### Stated goal
Retype the lines below verbatim, beginning with the line containing "Indicate the stone cornice" and continuing through the line containing "Indicate the stone pillar", both included.
§ §
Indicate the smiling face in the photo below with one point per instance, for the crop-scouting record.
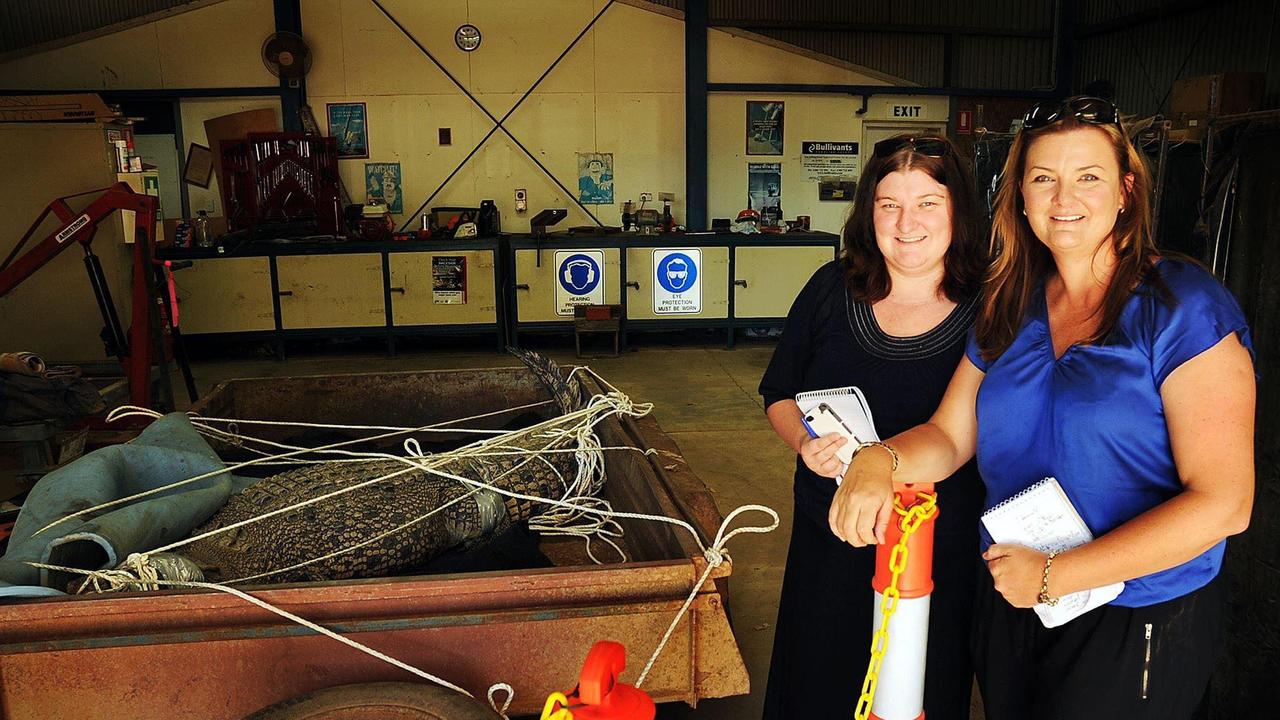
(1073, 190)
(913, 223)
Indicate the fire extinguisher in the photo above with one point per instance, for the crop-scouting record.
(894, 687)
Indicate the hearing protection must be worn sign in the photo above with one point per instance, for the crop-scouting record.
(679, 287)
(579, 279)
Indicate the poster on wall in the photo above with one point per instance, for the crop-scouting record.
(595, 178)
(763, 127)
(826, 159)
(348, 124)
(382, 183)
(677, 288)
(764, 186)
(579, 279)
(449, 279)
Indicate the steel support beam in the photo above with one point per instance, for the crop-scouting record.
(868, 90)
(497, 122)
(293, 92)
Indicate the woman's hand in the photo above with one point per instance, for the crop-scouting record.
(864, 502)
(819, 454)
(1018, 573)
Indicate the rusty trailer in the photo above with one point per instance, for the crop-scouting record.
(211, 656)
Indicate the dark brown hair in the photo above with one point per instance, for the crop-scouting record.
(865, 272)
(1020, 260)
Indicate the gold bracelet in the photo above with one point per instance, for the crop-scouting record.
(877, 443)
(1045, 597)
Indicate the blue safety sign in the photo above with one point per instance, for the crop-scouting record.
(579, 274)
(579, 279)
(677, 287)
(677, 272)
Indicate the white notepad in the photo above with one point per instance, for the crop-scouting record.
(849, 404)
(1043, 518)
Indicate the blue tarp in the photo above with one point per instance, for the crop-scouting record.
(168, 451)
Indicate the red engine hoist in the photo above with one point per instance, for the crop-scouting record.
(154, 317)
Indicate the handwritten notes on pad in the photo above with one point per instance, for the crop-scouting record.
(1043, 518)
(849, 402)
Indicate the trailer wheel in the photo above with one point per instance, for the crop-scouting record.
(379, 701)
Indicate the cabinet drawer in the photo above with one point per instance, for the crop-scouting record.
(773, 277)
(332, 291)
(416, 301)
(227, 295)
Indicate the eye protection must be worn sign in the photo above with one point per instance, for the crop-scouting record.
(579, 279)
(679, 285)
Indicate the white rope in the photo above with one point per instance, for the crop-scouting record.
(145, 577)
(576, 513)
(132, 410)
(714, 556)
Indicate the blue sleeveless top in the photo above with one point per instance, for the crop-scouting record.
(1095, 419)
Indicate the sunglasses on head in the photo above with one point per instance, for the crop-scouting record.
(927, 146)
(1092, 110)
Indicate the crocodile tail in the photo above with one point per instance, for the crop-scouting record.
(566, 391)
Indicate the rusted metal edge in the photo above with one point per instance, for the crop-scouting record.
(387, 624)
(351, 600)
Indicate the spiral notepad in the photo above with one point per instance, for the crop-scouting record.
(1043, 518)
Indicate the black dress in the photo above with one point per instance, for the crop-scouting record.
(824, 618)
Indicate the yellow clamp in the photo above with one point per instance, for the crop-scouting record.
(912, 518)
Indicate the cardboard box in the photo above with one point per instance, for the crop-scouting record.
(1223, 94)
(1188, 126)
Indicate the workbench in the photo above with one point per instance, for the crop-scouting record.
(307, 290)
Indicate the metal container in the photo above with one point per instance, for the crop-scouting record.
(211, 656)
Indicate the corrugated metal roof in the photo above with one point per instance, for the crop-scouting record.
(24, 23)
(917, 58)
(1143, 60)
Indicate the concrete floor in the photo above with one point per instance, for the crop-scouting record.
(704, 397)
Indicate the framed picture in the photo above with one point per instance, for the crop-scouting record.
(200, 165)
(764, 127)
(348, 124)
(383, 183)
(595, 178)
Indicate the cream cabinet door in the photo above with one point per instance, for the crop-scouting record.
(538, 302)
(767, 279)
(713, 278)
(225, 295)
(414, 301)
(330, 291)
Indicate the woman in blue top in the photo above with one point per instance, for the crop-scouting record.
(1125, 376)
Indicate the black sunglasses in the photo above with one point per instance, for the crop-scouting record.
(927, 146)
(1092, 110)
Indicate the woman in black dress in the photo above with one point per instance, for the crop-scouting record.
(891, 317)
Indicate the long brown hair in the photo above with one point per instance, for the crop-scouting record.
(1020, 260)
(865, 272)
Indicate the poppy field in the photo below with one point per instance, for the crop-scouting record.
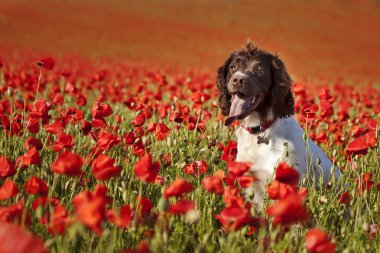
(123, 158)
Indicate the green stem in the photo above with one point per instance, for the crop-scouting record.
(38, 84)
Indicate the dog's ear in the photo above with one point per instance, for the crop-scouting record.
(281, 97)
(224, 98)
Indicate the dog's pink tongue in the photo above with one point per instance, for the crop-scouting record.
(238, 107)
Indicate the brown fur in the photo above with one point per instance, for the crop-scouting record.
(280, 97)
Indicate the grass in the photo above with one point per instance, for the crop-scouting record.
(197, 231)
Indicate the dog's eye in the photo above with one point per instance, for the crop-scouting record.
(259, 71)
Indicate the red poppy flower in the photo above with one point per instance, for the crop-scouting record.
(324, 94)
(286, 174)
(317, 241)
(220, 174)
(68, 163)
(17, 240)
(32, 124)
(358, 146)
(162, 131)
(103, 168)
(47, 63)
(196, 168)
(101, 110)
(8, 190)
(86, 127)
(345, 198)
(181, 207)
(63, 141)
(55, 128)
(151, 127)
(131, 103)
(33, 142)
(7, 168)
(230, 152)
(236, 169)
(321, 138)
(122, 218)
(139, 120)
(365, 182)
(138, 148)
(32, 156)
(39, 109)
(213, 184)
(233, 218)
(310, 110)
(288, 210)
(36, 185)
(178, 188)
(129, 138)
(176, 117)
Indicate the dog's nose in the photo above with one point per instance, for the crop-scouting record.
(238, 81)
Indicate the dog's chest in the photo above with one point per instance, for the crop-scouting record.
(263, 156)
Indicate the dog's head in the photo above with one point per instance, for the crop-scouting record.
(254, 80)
§ §
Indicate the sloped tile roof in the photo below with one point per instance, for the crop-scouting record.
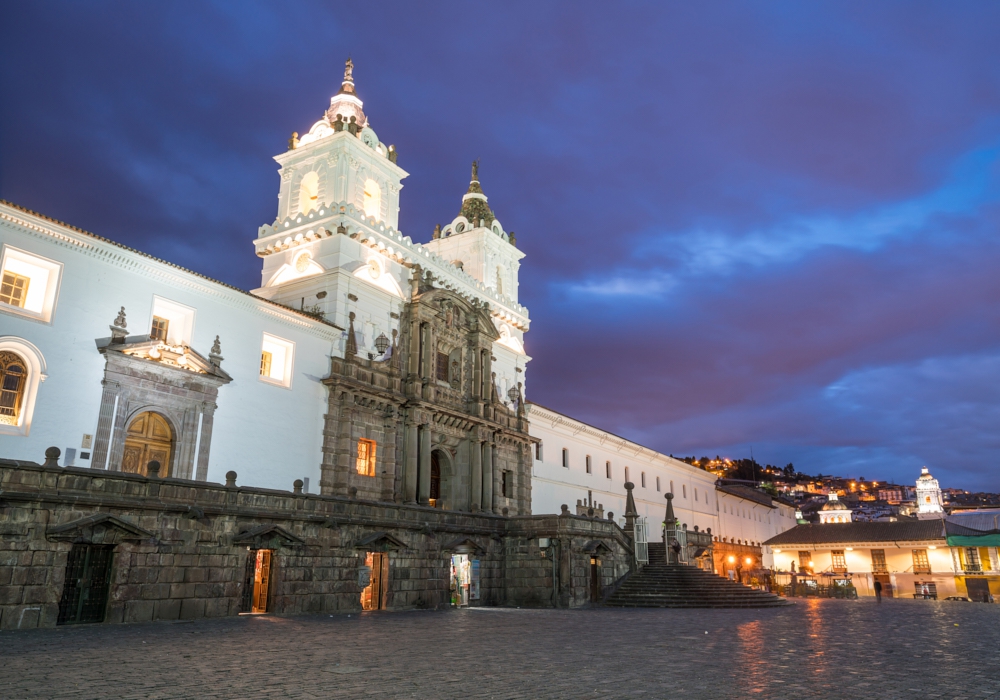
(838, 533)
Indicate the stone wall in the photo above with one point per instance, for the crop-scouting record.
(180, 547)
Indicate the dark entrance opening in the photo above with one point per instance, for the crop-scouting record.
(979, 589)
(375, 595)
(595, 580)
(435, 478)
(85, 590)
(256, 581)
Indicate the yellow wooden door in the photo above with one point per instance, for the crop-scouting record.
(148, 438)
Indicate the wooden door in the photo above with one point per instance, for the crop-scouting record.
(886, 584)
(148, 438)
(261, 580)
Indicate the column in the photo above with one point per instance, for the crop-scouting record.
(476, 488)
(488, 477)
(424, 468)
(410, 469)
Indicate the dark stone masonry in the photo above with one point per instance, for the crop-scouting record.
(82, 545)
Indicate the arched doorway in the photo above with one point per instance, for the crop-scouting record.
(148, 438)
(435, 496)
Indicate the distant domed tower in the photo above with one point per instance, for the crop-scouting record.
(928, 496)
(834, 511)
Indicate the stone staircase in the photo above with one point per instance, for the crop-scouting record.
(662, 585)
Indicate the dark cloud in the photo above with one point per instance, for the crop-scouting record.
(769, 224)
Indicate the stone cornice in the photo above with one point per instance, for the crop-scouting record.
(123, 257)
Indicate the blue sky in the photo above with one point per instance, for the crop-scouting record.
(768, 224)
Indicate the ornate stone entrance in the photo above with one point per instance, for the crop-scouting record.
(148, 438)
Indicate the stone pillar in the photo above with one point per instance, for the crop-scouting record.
§ §
### Full answer
Indicate the stone cornice in the photo above with one point per instance, for the crop-scouting record.
(123, 257)
Indicate the blue sky in the photo above with one point per instance, for the crop-scouting record.
(768, 224)
Indicate the ornate stone entrance in the photo above with one point per instance, for the crop-scouting record.
(148, 438)
Indicate the stone pillar in the photo above with one point per instance, for the crop-scouting record.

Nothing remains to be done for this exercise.